======== PROVIDED RECORDS ========

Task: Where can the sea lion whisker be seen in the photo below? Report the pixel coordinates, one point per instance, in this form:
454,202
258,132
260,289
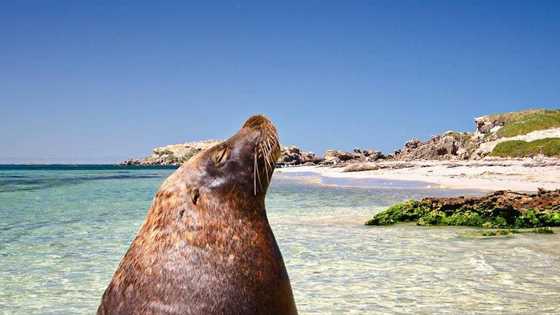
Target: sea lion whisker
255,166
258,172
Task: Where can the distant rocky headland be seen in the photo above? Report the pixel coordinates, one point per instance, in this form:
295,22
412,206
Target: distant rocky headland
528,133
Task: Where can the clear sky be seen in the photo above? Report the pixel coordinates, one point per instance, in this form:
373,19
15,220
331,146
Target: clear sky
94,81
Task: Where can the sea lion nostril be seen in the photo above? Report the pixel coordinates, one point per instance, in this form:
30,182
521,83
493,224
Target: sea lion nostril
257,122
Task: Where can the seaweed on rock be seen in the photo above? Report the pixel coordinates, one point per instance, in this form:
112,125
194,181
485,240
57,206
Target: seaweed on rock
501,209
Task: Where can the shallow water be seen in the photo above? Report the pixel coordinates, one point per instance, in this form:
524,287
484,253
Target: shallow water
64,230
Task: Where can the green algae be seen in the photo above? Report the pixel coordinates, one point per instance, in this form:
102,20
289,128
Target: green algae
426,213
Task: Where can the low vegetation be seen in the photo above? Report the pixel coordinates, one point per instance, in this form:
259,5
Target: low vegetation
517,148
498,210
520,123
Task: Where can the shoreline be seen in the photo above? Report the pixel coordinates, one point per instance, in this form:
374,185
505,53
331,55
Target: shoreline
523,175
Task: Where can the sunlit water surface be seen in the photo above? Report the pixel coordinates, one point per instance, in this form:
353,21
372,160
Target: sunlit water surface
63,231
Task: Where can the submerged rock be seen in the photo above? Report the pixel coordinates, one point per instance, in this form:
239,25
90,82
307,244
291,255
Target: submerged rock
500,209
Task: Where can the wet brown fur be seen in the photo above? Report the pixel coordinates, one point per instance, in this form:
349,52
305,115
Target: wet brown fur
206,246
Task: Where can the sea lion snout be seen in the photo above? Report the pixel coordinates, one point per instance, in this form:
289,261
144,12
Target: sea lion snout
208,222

========
======== PROVIDED RECORDS ========

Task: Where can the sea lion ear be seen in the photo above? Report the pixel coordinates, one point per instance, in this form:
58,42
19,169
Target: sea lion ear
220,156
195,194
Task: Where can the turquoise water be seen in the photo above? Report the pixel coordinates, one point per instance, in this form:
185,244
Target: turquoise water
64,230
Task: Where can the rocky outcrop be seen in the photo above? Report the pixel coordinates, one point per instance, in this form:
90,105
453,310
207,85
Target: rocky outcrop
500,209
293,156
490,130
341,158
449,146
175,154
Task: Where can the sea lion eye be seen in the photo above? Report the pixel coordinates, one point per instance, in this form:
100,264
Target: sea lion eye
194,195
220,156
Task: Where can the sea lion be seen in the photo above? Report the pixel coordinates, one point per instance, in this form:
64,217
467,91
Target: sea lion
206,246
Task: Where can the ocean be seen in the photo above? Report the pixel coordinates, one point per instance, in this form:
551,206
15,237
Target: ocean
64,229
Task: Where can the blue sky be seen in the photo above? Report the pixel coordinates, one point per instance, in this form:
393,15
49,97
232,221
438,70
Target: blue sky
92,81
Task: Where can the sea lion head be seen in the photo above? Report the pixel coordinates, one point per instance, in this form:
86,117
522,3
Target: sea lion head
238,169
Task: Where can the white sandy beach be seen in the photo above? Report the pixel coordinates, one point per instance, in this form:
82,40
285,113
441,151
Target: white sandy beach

========

## SET TASK
Arrange the lines starting at the one containing "Task: Where can the white" and ending at the one containing "Target: white sandy beach" as a Markdown table with the columns Row and Line, leaving out blank lines. Include only those lines.

## COMPLETE RESPONSE
| Row | Line |
|---|---|
| 1 | Task: Where can the white sandy beach be seen in the photo above? Report the pixel coordinates, one point per instance, in this form: |
| 2 | 82,40 |
| 3 | 285,113 |
| 4 | 441,151 |
| 5 | Target: white sandy beach |